=== Ce que vous ferez ===
1. Traduisez en anglais cette phrase du texte sur la jurisprudence administrative : « Comme la jurisprudence judiciaire, la jurisprudence administrative en matière médicale a progressivement évolué dans un sens de plus en plus favorable aux victimes. »
2. Recopiez à l'identique le passage du texte sur la jurisprudence administrative qui va de « 2. La jurisprudence » jusqu'à « service public hospitalier. » inclus.

======== Texte donné

2. La jurisprudence administrative
Comme la jurisprudence judiciaire, la jurisprudence administrative en matière médicale a progressivement évolué dans un sens de plus en plus favorable aux victimes.
Le juge administratif, qui, rappelons-le, n'applique pas le code civil, a longtemps distingué les actes d'organisation ou de fonctionnement du service ainsi que les actes de soins courants, qui peuvent engager la responsabilité du service hospitalier sur le fondement de la faute simple, et les actes médicaux, pour lesquels seule une faute lourde permettait d'engager la responsabilité du service public hospitalier.
En ce qui concerne la responsabilité pour faute de service, le juge administratif a admis dès 1958 que, pour l'activité hospitalière, la responsabilité de l'administration était engagée sur la base d'une faute présumée . Seule la preuve de l'imputabilité du dommage, destinée à établir le lien entre le dommage subi et le service public hospitalier est à la charge de plaignant.
Relèvent de ce régime de responsabilité les fautes commises dans l'organisation et le fonctionnement du service public hospitalier, les fautes liées à des soins délivrés par du personnel soignant, les fautes résultant d'un défaut d'information du patient.
En ce qui concerne les actes médicaux, le Conseil d'Etat a, pendant longtemps, subordonné l'engagement de la responsabilité de l'hôpital à la commission d'une faute lourde. Mais cette exigence a été abandonnée par un arrêt du 10 avril 1992 4 ( * ) . Cet arrêt a placé les victimes d'un accident médical à l'hôpital dans une situation équivalente à celle des patients du secteur de la médecine libérale, en exigeant une faute simple pour engager la responsabilité de l'hôpital.
3. L'indemnisation de l'aléa médical : les solutions divergentes des deux ordres de juridiction
L'aléa médical a pu être défini par M. Pierre Sargos, président de chambre à la Cour de cassation et spécialiste de la responsabilité médicale, comme « la réalisation, en dehors de toute faute du praticien, d'un risque accidentel inhérent à l'acte médical et qui ne pouvait être maîtrisé ».

================
======== Documents d'étude

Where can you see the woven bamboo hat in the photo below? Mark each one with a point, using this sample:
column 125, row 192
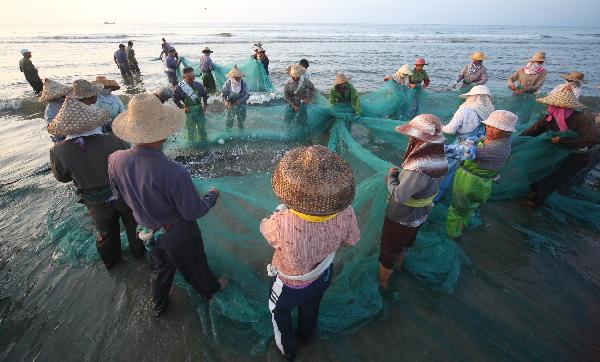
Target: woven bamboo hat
column 107, row 83
column 538, row 57
column 84, row 89
column 341, row 78
column 296, row 70
column 403, row 70
column 314, row 181
column 235, row 72
column 53, row 90
column 147, row 120
column 478, row 56
column 574, row 76
column 75, row 117
column 477, row 90
column 425, row 127
column 564, row 98
column 503, row 120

================

=== Réponses rédigées ===
1. Like judicial case law, administrative case law in medical matters has gradually evolved in a direction increasingly favorable to victims.

2.
2. La jurisprudence administrative
Comme la jurisprudence judiciaire, la jurisprudence administrative en matière médicale a progressivement évolué dans un sens de plus en plus favorable aux victimes.
Le juge administratif, qui, rappelons-le, n'applique pas le code civil, a longtemps distingué les actes d'organisation ou de fonctionnement du service ainsi que les actes de soins courants, qui peuvent engager la responsabilité du service hospitalier sur le fondement de la faute simple, et les actes médicaux, pour lesquels seule une faute lourde permettait d'engager la responsabilité du service public hospitalier.